WHAT YOU ARE ASKED TO DO:
Having located "Target: tree line" in the records below, repeat exactly the line it is on and all subsequent lines, ending with the last.

Point localization data:
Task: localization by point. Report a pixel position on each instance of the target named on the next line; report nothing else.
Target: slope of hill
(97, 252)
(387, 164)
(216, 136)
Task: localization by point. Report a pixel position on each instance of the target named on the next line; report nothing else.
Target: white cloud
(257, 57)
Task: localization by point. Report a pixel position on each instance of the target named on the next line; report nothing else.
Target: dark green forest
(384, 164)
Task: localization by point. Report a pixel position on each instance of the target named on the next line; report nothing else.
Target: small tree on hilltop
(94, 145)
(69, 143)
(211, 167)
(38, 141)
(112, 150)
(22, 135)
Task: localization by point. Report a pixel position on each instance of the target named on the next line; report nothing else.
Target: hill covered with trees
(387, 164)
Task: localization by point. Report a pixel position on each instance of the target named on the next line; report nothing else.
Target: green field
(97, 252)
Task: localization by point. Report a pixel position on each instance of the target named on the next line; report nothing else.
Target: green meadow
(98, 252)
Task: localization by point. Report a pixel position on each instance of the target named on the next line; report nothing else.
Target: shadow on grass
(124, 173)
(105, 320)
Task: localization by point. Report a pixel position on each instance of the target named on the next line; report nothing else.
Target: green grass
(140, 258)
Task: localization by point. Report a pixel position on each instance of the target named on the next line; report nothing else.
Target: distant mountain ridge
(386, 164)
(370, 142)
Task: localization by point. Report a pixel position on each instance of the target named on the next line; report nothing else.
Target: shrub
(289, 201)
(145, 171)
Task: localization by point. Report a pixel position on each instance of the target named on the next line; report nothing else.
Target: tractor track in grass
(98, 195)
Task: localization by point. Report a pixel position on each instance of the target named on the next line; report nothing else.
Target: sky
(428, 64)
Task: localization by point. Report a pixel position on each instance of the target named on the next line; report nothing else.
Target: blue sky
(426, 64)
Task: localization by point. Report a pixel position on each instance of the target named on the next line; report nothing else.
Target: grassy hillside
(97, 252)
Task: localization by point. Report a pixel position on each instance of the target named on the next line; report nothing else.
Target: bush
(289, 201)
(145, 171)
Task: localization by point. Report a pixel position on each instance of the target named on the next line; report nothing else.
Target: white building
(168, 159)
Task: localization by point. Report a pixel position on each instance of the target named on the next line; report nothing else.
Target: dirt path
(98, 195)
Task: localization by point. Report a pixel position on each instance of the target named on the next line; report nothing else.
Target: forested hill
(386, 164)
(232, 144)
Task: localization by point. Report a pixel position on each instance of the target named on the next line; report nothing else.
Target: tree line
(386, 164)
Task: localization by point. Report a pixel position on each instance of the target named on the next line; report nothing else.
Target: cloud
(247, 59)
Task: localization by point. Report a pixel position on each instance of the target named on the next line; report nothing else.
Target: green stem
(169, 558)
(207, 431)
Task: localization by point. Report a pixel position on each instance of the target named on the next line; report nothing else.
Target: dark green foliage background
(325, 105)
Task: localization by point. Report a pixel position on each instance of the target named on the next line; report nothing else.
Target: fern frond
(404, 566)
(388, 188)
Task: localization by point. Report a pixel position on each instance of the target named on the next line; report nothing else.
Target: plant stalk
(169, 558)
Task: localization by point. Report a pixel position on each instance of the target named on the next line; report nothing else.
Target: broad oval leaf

TASK ANSWER:
Target: tree line
(386, 164)
Task: localization by point. Report a pixel position on each instance of the target named on the next line; report nothing else.
Target: cloud
(247, 59)
Task: localization by point. Report a pixel position on each instance of the target named on the next line; report nothing else.
Target: green stem
(169, 558)
(207, 431)
Task: localization by point. Report a pixel position on each instance of the target named on the next line; report nothing else.
Target: dark green foliage background
(325, 105)
Task: localization by point. Report a pixel position on each instance of the target named on the next line; report nothing else.
Target: fern frond
(404, 566)
(388, 188)
Task: localization by point. Report a pixel position on each instance of the target named on the next line; report nothing else.
Target: plant stalk
(169, 558)
Task: localization by point. Report a pixel position on each instance of the target named on the next line; report nothing else.
Target: broad oval leaf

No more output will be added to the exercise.